> WHAT IS BEING ASKED:
Render each line of the records below as a JSON list of strings, one string per line, leaving out blank lines and the pictures.

> DATA SUPPLIED:
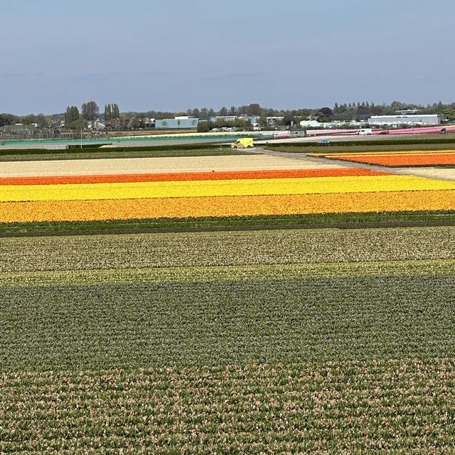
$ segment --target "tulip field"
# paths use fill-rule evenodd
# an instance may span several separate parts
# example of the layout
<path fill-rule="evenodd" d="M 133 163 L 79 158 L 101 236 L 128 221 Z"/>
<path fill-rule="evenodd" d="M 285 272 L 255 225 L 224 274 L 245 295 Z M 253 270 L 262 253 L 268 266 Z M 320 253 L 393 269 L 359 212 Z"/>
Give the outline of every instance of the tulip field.
<path fill-rule="evenodd" d="M 455 452 L 455 181 L 259 154 L 82 161 L 0 168 L 0 228 L 18 229 L 0 230 L 1 454 Z M 109 230 L 136 220 L 182 224 Z"/>
<path fill-rule="evenodd" d="M 455 209 L 454 181 L 348 167 L 3 177 L 0 189 L 0 223 Z"/>
<path fill-rule="evenodd" d="M 316 156 L 344 161 L 378 164 L 387 167 L 440 166 L 455 167 L 455 151 L 454 150 L 330 154 L 326 155 L 316 154 Z"/>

> SOLUTION TO THIS TASK:
[
  "$ segment --target \"tulip field\"",
  "# paths use fill-rule evenodd",
  "# an instance may span several separate parts",
  "# example of the layout",
  "<path fill-rule=\"evenodd\" d=\"M 133 163 L 79 158 L 101 236 L 128 221 Z\"/>",
  "<path fill-rule=\"evenodd\" d=\"M 285 272 L 255 225 L 224 274 L 245 295 Z M 253 270 L 262 253 L 268 266 Z M 320 253 L 393 269 L 359 212 Z\"/>",
  "Give the outline of every instance of the tulip field.",
  "<path fill-rule=\"evenodd\" d=\"M 455 452 L 455 181 L 259 154 L 82 161 L 0 168 L 0 228 L 18 229 L 0 230 L 1 454 Z M 109 230 L 136 220 L 182 224 Z\"/>",
  "<path fill-rule=\"evenodd\" d=\"M 455 209 L 454 181 L 348 167 L 3 177 L 0 189 L 0 223 Z\"/>",
  "<path fill-rule=\"evenodd\" d=\"M 316 156 L 344 161 L 378 164 L 387 167 L 440 166 L 455 167 L 455 151 L 454 150 L 330 154 L 326 155 L 316 154 Z\"/>"
]